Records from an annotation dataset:
▼

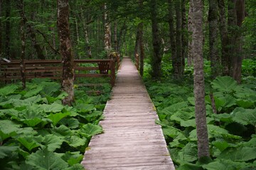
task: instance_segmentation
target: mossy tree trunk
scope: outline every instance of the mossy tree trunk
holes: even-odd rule
[[[58,0],[58,29],[60,39],[60,51],[63,62],[62,88],[68,96],[63,103],[70,106],[74,101],[74,56],[72,51],[70,31],[68,24],[68,0]]]

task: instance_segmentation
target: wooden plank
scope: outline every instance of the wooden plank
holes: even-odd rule
[[[155,107],[129,59],[122,62],[111,100],[81,162],[85,169],[175,169]]]

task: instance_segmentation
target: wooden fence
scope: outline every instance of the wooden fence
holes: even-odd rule
[[[26,79],[33,78],[61,79],[63,67],[60,60],[25,60],[24,62]],[[75,60],[75,79],[110,77],[110,84],[113,86],[115,81],[116,62],[116,59]],[[97,64],[94,64],[95,66],[86,66],[85,64],[93,63]],[[118,64],[119,63],[117,63]],[[15,79],[21,79],[19,61],[1,62],[0,63],[0,81],[8,82]]]

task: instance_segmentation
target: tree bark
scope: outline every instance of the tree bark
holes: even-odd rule
[[[232,77],[241,83],[242,61],[242,25],[245,18],[245,0],[238,0],[235,4],[236,19],[238,30],[236,30],[236,42],[235,49],[235,57],[233,58]]]
[[[152,77],[159,79],[161,78],[161,40],[159,38],[157,13],[156,0],[151,1],[151,22],[152,22],[152,42],[153,42],[153,60],[152,60]]]
[[[24,89],[26,88],[26,69],[25,69],[25,52],[26,52],[26,35],[25,35],[25,23],[26,16],[24,15],[24,4],[23,0],[18,1],[18,8],[19,10],[19,13],[21,16],[21,55],[20,59],[20,69],[21,75],[21,82],[22,88]]]
[[[107,4],[104,5],[104,26],[105,26],[105,36],[104,36],[104,43],[105,43],[105,50],[107,52],[107,57],[110,57],[110,50],[111,50],[111,44],[110,44],[110,23],[108,18],[107,14]]]
[[[68,94],[63,100],[65,105],[71,106],[74,97],[74,55],[72,51],[69,28],[68,0],[58,0],[58,29],[60,38],[60,51],[63,61],[62,88]]]
[[[10,21],[10,13],[11,13],[11,0],[6,1],[6,41],[5,49],[6,56],[8,59],[10,59],[10,38],[11,38],[11,21]]]
[[[175,9],[176,15],[176,58],[174,60],[174,76],[176,79],[181,79],[183,77],[183,60],[182,56],[182,41],[181,41],[181,0],[175,1]]]
[[[209,0],[209,56],[210,58],[211,76],[214,79],[220,73],[218,50],[218,6],[217,0]]]
[[[220,13],[220,33],[221,39],[221,64],[223,67],[223,75],[229,75],[228,64],[230,62],[228,57],[229,40],[228,37],[228,28],[226,23],[225,6],[224,0],[218,0],[218,6]]]
[[[139,24],[139,74],[142,76],[144,72],[144,58],[145,57],[143,40],[143,23]]]
[[[189,11],[188,18],[188,66],[192,66],[193,64],[193,48],[192,48],[192,35],[193,28],[193,3],[191,1],[189,2]]]
[[[192,0],[193,52],[194,59],[194,95],[196,101],[196,123],[199,159],[209,157],[209,141],[206,125],[205,84],[203,57],[203,1]]]
[[[171,43],[171,60],[172,60],[172,67],[173,72],[175,73],[175,62],[176,60],[176,40],[175,40],[175,34],[174,34],[174,5],[173,0],[168,0],[169,4],[169,26],[170,32],[170,43]]]

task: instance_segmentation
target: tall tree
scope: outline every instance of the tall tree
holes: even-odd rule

▲

# [Exercise objective]
Reproduce each entry verbatim, excluding any embedded images.

# [Result]
task: instance_segmentation
target: mossy tree trunk
scope: outline every instance of the mossy tree trunk
holes: even-odd rule
[[[58,0],[58,29],[60,39],[60,51],[63,62],[62,88],[68,96],[63,103],[70,106],[74,101],[74,56],[72,51],[70,31],[68,24],[68,0]]]

task: instance_segmentation
target: wooden plank
scope: outline every instance of the wooden plank
holes: even-odd rule
[[[155,107],[129,59],[122,62],[111,100],[81,162],[85,169],[175,169]]]

task: instance_segmentation
target: wooden fence
scope: outline every instance of the wooden fence
holes: even-odd rule
[[[26,79],[33,78],[61,79],[63,67],[60,60],[25,60],[24,62]],[[75,60],[75,79],[110,77],[110,84],[113,86],[115,81],[116,62],[116,59]],[[97,64],[94,64],[95,66],[86,66],[85,64],[93,63]],[[118,64],[119,63],[117,63]],[[15,79],[21,79],[19,61],[1,62],[0,63],[0,81],[8,82]]]

task: instance_segmentation
target: tree bark
scope: outline every instance of the tree bark
holes: even-odd rule
[[[232,77],[241,83],[242,61],[242,25],[245,18],[245,0],[238,0],[235,4],[236,19],[238,30],[236,30],[236,42],[235,49],[235,57],[233,58]]]
[[[152,77],[159,79],[161,78],[161,40],[159,38],[157,13],[156,0],[151,1],[151,22],[152,22],[152,42],[153,42],[153,60],[152,60]]]
[[[24,89],[26,88],[26,69],[25,69],[25,52],[26,52],[26,35],[25,35],[25,23],[26,16],[24,15],[24,4],[23,0],[18,1],[18,8],[19,10],[19,13],[21,16],[21,55],[20,59],[20,69],[21,75],[21,82],[22,88]]]
[[[107,4],[104,5],[104,26],[105,26],[105,36],[104,36],[104,43],[105,43],[105,50],[107,52],[107,57],[110,57],[110,50],[111,50],[111,44],[110,44],[110,23],[108,18],[107,14]]]
[[[68,94],[63,100],[65,105],[71,106],[74,97],[74,55],[72,51],[69,28],[68,0],[58,0],[58,29],[60,38],[60,51],[63,61],[62,88]]]
[[[10,21],[10,13],[11,13],[11,0],[6,1],[6,41],[5,49],[6,56],[8,59],[10,59],[10,38],[11,38],[11,21]]]
[[[175,9],[176,15],[176,58],[174,60],[174,76],[176,79],[181,79],[183,77],[183,60],[182,56],[182,41],[181,41],[181,0],[175,1]]]
[[[209,0],[209,56],[210,58],[211,76],[214,79],[220,73],[218,50],[218,6],[217,0]]]
[[[220,13],[220,33],[221,39],[221,64],[223,67],[223,75],[229,75],[228,64],[230,62],[228,57],[229,40],[228,37],[228,28],[226,23],[225,6],[224,0],[218,0],[218,6]]]
[[[139,24],[139,74],[142,76],[144,72],[144,58],[145,57],[143,40],[143,23]]]
[[[189,11],[188,18],[188,66],[192,66],[193,64],[193,48],[192,48],[192,35],[193,28],[193,3],[191,1],[189,2]]]
[[[192,0],[193,52],[194,59],[194,95],[196,101],[196,123],[199,159],[209,157],[209,141],[206,125],[205,84],[203,57],[203,1]]]
[[[171,43],[171,60],[172,60],[172,67],[173,72],[175,73],[175,62],[176,60],[176,40],[175,40],[175,34],[174,34],[174,5],[173,0],[168,0],[169,4],[169,26],[170,32],[170,43]]]

task: instance_segmentation
target: tall tree
scope: outline every instance of the tall tree
holes: even-odd rule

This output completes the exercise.